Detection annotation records

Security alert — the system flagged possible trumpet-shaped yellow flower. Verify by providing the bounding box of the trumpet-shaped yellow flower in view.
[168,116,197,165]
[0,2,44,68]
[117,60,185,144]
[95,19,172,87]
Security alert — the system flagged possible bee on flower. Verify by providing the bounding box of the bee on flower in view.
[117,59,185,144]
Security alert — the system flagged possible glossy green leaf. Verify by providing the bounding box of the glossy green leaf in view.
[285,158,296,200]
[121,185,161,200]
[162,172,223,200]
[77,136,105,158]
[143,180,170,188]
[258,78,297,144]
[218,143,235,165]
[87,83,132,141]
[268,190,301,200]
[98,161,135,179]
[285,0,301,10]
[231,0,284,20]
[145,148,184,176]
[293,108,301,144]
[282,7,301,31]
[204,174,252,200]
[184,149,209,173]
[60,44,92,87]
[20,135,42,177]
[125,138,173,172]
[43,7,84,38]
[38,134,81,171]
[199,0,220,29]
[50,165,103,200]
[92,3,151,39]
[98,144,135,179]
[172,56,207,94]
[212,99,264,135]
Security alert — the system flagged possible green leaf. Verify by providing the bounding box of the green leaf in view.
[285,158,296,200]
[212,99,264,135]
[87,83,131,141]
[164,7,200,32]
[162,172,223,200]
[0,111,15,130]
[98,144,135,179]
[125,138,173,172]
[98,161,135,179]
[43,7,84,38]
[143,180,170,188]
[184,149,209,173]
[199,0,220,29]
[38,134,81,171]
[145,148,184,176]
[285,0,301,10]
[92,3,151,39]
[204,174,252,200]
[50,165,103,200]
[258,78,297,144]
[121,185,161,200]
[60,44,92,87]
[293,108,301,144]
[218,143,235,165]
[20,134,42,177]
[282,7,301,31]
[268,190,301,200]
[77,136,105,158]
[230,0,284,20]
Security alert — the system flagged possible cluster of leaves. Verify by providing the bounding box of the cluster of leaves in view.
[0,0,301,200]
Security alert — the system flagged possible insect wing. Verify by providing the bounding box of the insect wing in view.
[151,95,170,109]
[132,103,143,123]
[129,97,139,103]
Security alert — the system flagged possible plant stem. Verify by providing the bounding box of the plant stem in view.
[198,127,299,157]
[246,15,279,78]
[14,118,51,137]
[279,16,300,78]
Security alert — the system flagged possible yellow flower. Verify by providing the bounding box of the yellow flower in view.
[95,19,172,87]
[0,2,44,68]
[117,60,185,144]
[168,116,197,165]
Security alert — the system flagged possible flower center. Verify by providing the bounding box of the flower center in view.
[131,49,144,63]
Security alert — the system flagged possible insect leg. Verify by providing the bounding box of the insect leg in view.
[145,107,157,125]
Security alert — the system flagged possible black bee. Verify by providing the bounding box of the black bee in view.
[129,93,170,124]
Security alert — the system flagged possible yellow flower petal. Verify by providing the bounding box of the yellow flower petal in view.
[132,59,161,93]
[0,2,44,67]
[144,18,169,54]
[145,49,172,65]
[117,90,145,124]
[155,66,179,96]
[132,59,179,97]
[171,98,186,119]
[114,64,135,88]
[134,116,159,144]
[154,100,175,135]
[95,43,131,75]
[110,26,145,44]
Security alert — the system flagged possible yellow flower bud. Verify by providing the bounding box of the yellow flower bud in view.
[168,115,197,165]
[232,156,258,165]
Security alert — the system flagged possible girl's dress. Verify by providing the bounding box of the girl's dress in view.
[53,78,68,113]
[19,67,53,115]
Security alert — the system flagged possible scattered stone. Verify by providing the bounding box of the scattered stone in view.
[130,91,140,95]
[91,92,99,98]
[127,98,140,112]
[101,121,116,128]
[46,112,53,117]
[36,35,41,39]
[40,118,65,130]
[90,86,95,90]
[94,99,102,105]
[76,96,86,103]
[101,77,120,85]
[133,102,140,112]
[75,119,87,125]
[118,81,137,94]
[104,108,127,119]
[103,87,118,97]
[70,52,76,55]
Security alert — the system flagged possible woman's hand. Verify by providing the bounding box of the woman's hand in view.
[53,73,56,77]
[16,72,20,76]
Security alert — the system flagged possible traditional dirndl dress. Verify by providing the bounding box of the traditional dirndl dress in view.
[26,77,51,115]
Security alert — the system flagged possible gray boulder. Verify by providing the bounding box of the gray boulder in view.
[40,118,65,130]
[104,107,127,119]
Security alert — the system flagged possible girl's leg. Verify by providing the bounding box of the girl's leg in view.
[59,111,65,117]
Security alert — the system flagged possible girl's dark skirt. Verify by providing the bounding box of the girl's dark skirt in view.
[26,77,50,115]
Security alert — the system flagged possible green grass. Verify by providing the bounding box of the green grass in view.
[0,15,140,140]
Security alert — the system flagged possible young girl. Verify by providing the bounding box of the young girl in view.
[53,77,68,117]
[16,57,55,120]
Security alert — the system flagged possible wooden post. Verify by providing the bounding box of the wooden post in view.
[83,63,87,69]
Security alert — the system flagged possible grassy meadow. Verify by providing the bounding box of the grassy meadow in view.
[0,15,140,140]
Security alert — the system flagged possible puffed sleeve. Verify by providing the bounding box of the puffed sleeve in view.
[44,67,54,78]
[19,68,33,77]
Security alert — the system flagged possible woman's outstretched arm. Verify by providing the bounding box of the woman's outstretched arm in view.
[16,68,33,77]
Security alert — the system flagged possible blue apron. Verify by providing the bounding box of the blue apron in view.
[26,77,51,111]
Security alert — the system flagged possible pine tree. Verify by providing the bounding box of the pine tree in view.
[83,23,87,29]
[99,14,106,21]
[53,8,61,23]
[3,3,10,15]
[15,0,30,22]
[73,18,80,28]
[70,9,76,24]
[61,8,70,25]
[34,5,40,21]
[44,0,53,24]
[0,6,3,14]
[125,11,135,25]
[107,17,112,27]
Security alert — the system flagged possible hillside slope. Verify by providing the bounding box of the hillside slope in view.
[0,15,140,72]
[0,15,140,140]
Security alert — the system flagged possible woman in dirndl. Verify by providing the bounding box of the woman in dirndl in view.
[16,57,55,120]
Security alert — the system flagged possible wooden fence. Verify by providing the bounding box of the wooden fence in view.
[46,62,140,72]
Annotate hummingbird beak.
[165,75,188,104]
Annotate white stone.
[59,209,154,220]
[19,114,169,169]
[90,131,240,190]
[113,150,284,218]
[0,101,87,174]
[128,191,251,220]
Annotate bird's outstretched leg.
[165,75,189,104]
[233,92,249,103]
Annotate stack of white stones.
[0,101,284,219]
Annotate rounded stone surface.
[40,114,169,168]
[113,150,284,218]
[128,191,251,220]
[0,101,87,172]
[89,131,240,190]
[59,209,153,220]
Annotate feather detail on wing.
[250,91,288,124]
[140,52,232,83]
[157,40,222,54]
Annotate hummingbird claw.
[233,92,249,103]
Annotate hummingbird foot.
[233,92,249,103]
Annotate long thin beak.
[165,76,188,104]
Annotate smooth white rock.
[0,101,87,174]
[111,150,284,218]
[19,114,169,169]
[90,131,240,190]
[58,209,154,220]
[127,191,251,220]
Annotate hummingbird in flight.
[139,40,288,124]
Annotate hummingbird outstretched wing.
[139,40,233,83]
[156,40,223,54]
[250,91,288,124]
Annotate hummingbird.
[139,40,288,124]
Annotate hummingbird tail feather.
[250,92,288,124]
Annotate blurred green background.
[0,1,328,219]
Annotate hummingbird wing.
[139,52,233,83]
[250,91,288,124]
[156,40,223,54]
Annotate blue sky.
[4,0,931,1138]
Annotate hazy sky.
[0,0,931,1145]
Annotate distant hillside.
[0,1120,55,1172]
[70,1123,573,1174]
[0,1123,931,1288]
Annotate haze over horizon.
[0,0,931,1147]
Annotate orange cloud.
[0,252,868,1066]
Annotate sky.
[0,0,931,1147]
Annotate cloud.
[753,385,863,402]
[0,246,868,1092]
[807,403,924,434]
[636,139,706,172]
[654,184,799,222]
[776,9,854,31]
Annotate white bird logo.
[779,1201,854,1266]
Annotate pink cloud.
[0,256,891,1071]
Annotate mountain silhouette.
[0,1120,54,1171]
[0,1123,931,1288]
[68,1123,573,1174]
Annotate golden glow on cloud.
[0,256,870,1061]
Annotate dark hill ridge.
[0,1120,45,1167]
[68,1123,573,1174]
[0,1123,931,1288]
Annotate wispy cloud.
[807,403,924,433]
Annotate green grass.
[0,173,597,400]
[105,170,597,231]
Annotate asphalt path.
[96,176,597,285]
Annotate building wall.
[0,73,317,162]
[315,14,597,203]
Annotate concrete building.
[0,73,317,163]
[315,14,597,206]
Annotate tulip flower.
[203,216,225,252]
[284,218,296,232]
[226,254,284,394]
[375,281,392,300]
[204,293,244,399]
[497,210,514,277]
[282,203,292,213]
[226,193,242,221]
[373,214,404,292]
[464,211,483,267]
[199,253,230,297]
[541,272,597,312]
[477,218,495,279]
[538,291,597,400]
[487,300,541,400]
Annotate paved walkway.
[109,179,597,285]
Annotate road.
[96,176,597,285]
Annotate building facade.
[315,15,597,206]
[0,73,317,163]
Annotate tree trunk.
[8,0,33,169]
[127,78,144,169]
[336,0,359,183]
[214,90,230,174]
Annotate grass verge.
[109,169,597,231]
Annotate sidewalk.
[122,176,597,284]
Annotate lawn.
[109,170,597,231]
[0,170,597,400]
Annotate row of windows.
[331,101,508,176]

Task prompt
Copy the items from the line that has "Annotate paved walkway." through the last line, putting "footpath" in place of "sidewalk" and changing nothing else.

Output for this task
Annotate paved walkway.
[109,179,597,285]
Annotate road.
[96,176,597,285]
Annotate building facade.
[315,15,597,206]
[0,73,317,163]
Annotate tree trunk.
[8,0,33,169]
[127,78,144,169]
[336,0,359,183]
[214,90,230,174]
Annotate grass verge.
[109,169,597,231]
Annotate footpath.
[122,176,597,284]
Annotate lawn.
[109,170,597,231]
[0,170,597,400]
Annotate row of windows.
[331,101,508,176]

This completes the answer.